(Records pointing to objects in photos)
#####
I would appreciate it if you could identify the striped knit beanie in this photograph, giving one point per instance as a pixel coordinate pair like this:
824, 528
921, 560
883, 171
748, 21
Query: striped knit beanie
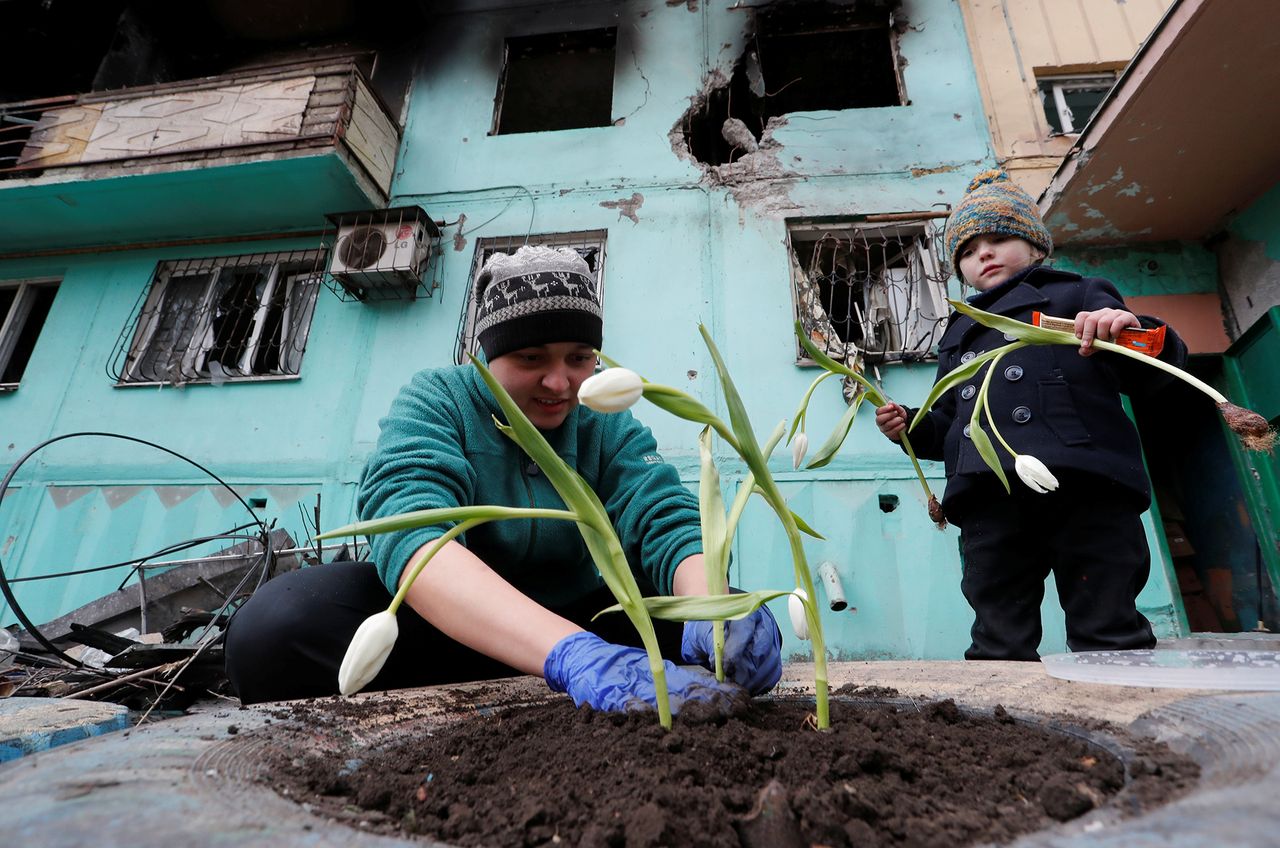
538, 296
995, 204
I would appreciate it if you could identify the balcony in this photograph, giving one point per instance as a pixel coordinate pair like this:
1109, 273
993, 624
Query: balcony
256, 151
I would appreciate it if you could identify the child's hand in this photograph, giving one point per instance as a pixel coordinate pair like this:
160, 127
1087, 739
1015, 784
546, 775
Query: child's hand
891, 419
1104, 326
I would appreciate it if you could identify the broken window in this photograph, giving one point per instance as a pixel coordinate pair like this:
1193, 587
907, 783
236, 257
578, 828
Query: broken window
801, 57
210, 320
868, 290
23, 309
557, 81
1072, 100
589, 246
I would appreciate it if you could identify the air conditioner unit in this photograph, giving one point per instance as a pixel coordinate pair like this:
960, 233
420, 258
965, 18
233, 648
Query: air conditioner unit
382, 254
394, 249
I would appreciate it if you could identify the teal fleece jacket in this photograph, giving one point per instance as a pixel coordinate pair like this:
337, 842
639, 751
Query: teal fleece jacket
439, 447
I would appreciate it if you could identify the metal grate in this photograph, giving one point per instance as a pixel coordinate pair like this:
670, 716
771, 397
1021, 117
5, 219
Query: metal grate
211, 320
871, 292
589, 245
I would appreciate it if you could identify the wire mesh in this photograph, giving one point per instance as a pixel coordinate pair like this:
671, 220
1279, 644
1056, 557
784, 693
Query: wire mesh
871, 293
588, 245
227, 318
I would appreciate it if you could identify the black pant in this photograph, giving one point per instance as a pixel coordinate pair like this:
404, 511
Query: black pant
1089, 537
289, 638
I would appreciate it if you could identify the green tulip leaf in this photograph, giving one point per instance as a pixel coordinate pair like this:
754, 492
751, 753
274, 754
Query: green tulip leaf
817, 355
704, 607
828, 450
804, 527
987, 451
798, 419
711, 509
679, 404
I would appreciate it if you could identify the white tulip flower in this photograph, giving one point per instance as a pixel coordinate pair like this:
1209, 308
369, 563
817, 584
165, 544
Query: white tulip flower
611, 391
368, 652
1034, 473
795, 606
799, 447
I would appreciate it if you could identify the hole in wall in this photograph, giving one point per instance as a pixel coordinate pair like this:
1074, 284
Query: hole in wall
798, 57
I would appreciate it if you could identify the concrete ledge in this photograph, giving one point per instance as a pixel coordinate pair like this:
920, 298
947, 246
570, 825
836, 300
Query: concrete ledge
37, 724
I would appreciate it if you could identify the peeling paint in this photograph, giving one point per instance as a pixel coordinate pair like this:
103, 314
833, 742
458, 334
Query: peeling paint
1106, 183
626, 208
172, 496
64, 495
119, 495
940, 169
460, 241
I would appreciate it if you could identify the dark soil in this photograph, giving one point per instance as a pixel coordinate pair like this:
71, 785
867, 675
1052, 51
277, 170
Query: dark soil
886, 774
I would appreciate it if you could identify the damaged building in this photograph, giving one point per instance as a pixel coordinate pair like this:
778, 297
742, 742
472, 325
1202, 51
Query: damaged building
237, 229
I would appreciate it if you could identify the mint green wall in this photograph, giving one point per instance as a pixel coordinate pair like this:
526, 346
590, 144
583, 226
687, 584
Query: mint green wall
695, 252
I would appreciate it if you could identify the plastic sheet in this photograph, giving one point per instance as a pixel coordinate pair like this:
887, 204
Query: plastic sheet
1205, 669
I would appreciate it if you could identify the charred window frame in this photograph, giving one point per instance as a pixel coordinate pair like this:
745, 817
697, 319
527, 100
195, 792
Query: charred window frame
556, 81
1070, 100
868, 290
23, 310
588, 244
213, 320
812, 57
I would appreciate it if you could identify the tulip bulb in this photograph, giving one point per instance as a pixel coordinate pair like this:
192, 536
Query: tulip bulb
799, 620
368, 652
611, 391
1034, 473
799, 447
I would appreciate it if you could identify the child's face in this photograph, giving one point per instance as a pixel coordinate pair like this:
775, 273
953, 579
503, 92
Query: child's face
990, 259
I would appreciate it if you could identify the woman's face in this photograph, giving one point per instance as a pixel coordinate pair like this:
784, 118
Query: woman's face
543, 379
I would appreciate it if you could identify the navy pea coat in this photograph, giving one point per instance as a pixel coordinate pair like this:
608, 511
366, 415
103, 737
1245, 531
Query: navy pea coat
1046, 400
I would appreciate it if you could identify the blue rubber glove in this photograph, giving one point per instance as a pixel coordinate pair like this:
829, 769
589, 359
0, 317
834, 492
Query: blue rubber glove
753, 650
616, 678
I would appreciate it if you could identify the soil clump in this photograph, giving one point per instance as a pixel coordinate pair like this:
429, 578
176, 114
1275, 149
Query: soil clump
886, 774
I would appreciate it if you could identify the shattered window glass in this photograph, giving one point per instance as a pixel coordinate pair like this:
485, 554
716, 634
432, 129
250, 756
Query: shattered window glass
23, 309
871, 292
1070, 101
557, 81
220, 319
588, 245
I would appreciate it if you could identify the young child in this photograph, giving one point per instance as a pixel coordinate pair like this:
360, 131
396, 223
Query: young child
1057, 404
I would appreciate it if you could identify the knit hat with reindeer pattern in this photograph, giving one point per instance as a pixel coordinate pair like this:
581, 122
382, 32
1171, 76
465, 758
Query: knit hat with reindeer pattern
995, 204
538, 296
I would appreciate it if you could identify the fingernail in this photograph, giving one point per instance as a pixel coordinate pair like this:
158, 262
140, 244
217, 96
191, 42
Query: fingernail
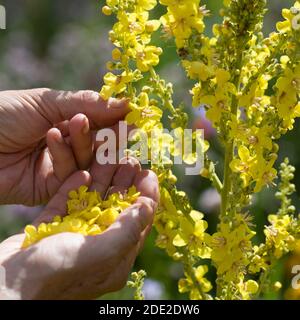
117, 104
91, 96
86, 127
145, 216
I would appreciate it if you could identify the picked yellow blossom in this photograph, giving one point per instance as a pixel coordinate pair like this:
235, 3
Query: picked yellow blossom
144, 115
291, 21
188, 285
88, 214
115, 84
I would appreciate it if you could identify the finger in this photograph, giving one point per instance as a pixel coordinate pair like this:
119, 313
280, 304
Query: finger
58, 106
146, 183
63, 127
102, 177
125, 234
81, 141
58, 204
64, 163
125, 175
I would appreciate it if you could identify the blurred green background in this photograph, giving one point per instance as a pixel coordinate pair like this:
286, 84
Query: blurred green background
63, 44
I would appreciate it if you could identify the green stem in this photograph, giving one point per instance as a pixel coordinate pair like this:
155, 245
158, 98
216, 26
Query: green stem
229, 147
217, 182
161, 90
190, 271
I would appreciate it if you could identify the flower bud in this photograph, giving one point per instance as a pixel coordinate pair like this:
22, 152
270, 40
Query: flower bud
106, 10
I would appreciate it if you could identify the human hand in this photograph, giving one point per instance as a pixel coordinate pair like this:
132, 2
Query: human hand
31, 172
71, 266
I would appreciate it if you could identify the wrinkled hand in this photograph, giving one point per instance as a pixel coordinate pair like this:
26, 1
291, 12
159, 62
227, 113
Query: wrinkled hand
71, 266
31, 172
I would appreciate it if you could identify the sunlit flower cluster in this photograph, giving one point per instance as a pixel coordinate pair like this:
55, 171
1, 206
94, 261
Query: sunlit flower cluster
#####
Arrange every line of the entries above as a numbered list, skipping blank lines. Leave the pictures out.

1. I would appreciate it if you could identify the striped knit beanie in this photograph, giving one point per instance as a pixel coordinate pair like this:
2. 824, 528
3. 921, 560
4. 883, 171
5. 748, 21
6. Query: striped knit beanie
7. 538, 296
8. 995, 204
9. I would appreciate it if you could identify the balcony in this photograph, giving one point per instance as a pixel coordinate pair like this:
10. 1109, 273
11. 993, 624
12. Query: balcony
13. 256, 151
14. I would appreciate it if you could identify the child's hand in this photograph, giving one point per instance as a pixel coordinate pair like this:
15. 160, 127
16. 1087, 739
17. 1015, 784
18. 546, 775
19. Query: child's hand
20. 891, 419
21. 1104, 326
22. I would appreciate it if you could identify the broken window in this photograph, giving one point per instance as a pixel coordinate pair like this:
23. 1193, 587
24. 907, 783
25. 236, 257
26. 578, 828
27. Query: broken window
28. 801, 57
29. 210, 320
30. 868, 290
31. 23, 309
32. 557, 81
33. 1072, 100
34. 589, 246
35. I would appreciate it if you could identify the air conditioner unit in this photograph, giving one point per instance as a pixel coordinate pair like this:
36. 960, 233
37. 420, 258
38. 965, 18
39. 233, 648
40. Query: air conditioner unit
41. 382, 254
42. 394, 249
43. I would appreciate it if you could identify the teal fleece jacket in this photograph, giving one point per instance as a pixel coordinate pair like this:
44. 337, 842
45. 639, 751
46. Query: teal fleece jacket
47. 439, 447
48. I would appreciate it if you could identify the metal grate in this photograph, giving one point per instance as a pixel coordinate pair like this:
49. 670, 716
50. 771, 397
51. 1021, 117
52. 5, 219
53. Query: metal grate
54. 211, 320
55. 871, 292
56. 589, 245
57. I would appreciate it if you could identify the wire mesh in this photograph, giving one point per instance as a pixel coordinate pair like this:
58. 671, 220
59. 1279, 644
60. 1056, 557
61. 784, 693
62. Query: wire mesh
63. 871, 293
64. 588, 245
65. 227, 318
66. I would appreciate it if you could identify the black pant in this photograph, giving one point per instance as a pixel coordinate pair like this:
67. 404, 511
68. Query: black pant
69. 1089, 537
70. 289, 638
71. I would appreciate it if you could identify the green tulip leaf in this photograph, giving one point per instance as a pixel coordinate pair like this:
72. 754, 492
73. 751, 753
74. 274, 754
75. Query: green tulip leaf
76. 817, 355
77. 704, 607
78. 828, 450
79. 804, 527
80. 987, 451
81. 798, 419
82. 711, 509
83. 679, 404
84. I would appreciate it if you could identify the white tulip flower in this photograph, giving one point per instance as a pixel coordinate pair like this:
85. 1209, 308
86. 369, 563
87. 817, 584
88. 165, 544
89. Query: white tulip flower
90. 611, 391
91. 368, 652
92. 1034, 473
93. 795, 606
94. 799, 447
95. I would appreciate it if you could identify the hole in wall in this photograph, giving one point per instance as a pixel coordinate pair like this:
96. 1074, 284
97. Query: hole in wall
98. 798, 57
99. I would appreciate it if you could identify the concrete ledge in this photograph, giving one point per instance as a pixel coordinate pair like this:
100. 920, 298
101. 947, 246
102. 570, 825
103. 836, 300
104. Query: concrete ledge
105. 37, 724
106. I would appreciate it if you could identify the peeling paint in this photograph, giving one point per instance as a pixel coordinate pair like this:
107. 103, 314
108. 833, 742
109. 458, 334
110. Query: peeling paint
111. 1106, 183
112. 626, 208
113. 172, 496
114. 64, 495
115. 119, 495
116. 940, 169
117. 460, 241
118. I would appreciate it if you could identify the dark soil in this photograph, giving one point per instance as a pixel coordinate pair like this:
119. 71, 785
120. 867, 675
121. 1052, 51
122. 277, 170
123. Query: dark soil
124. 886, 774
125. I would appreciate it if you could identify the damaged building in this photograph, giving one point per instance as a pixel coordinate pair like this:
126. 778, 297
127. 742, 742
128. 472, 325
129. 1202, 51
130. Query: damaged building
131. 237, 229
132. I would appreciate it if you could identify the mint green wall in this photograph, giving one point per instance as a pixel coordinate pair like this:
133. 526, 346
134. 590, 144
135. 583, 226
136. 687, 584
137. Query: mint green wall
138. 695, 252
139. I would appreciate it if you could identify the plastic sheet in this photograph, giving one point per instance as a pixel coordinate pair like this:
140. 887, 204
141. Query: plastic sheet
142. 1205, 669
143. I would appreciate it if you could identify the charred window frame in this photograph, giving one point per instance as a pixel coordinate pair like this:
144. 745, 817
145. 697, 319
146. 527, 100
147. 195, 792
148. Query: charred window frame
149. 556, 81
150. 1070, 100
151. 868, 290
152. 23, 310
153. 588, 244
154. 213, 320
155. 812, 57
156. I would appreciate it if you could identify the tulip bulb in this photograph, giving one point per instance as a pixel coordinate pair like this:
157. 192, 536
158. Query: tulip bulb
159. 799, 620
160. 368, 652
161. 611, 391
162. 1034, 473
163. 799, 447
164. I would appreciate it if you could identify the child's face in this photograph, giving one point per instance as a pixel coordinate pair like this:
165. 775, 273
166. 953, 579
167. 503, 92
168. Query: child's face
169. 990, 259
170. I would appreciate it if you could identify the woman's face in this photograph, giving one point per instance as a pixel coordinate pair like this:
171. 784, 118
172. Query: woman's face
173. 543, 379
174. I would appreciate it if you could identify the navy pea coat in this photograph, giving one point per instance as a pixel coordinate pair like this:
175. 608, 511
176. 366, 415
177. 103, 737
178. 1245, 531
179. Query: navy pea coat
180. 1046, 400
181. I would appreciate it if you could identify the blue rubber glove in this photograph, giving one point per instance as a pixel coordinate pair like this:
182. 829, 769
183. 589, 359
184. 0, 317
185. 834, 492
186. Query: blue rubber glove
187. 753, 650
188. 616, 678
189. I would appreciate it if you could identify the soil clump in this photograph, giving one point per instance as a pixel coordinate pair like this:
190. 429, 578
191. 176, 114
192. 1275, 149
193. Query: soil clump
194. 886, 774
195. I would appreciate it if you could identify the shattered window glass in this photograph, giving one point per instance as a pixel coordinate pair like this:
196. 485, 554
197. 716, 634
198. 432, 129
199. 250, 756
200. Query: shattered window glass
201. 23, 309
202. 871, 292
203. 1070, 101
204. 557, 81
205. 220, 319
206. 588, 245
207. I would appreciate it if you could identify the young child in this photograph, giving one point per instance as a pixel coordinate pair like this:
208. 360, 131
209. 396, 223
210. Query: young child
211. 1057, 404
212. I would appreciate it if you could identify the knit hat with reindeer pattern in this photograph, giving one point per instance as a pixel coordinate pair like this:
213. 581, 122
214. 382, 32
215. 1171, 76
216. 465, 758
217. Query: knit hat with reindeer pattern
218. 995, 204
219. 538, 296
220. I would appreciate it if you could identify the fingernail in this photograph, giving one point per instance as a pixel coordinate pair like this:
221. 158, 262
222. 140, 244
223. 217, 96
224. 191, 42
225. Query: fingernail
226. 117, 104
227. 91, 96
228. 86, 127
229. 145, 216
230. I would appreciate it if you could identify the picked yellow blossom in this photograph, giving one point per instance as a pixel coordinate pair like this:
231. 235, 3
232. Query: picked yellow blossom
233. 144, 115
234. 291, 21
235. 188, 285
236. 88, 214
237. 115, 84
238. I would appreciate it if you could identify the finger in this photograph, giving one point per instance as a pixel coordinate pair like this:
239. 119, 313
240. 280, 304
241. Query: finger
242. 58, 106
243. 146, 183
244. 63, 127
245. 102, 177
246. 125, 234
247. 81, 141
248. 58, 204
249. 64, 163
250. 125, 175
251. I would appreciate it if you could identify the blurred green background in this photograph, giving one point per instance as a pixel coordinate pair like this:
252. 286, 84
253. Query: blurred green background
254. 63, 44
255. I would appreciate it if you could identify the green stem in this photograph, giving one point per instance as a pixel coordinate pair like this:
256. 155, 245
257. 158, 98
258. 216, 26
259. Query: green stem
260. 229, 147
261. 217, 182
262. 161, 90
263. 190, 271
264. I would appreciate it if you could identify the flower bud in this photograph, giving one point per instance as a pixel coordinate pair like this:
265. 22, 152
266. 270, 40
267. Query: flower bud
268. 106, 10
269. I would appreciate it if you could identify the human hand in this photograph, giving one point per instance as a pixel coordinate pair like this:
270. 132, 2
271. Query: human hand
272. 31, 172
273. 71, 266
274. I would appreciate it if you could identify the wrinkled hand in this photograph, giving one point per instance as a pixel coordinate pair like this:
275. 26, 1
276. 291, 12
277. 159, 62
278. 227, 113
279. Query: wrinkled hand
280. 71, 266
281. 31, 172
282. I would appreciate it if you could identify the sunlit flower cluster in this photograph, giving one point per instance as a pixel coordinate pair like this:
283. 55, 171
284. 1, 206
285. 94, 261
286. Query: sunlit flower cluster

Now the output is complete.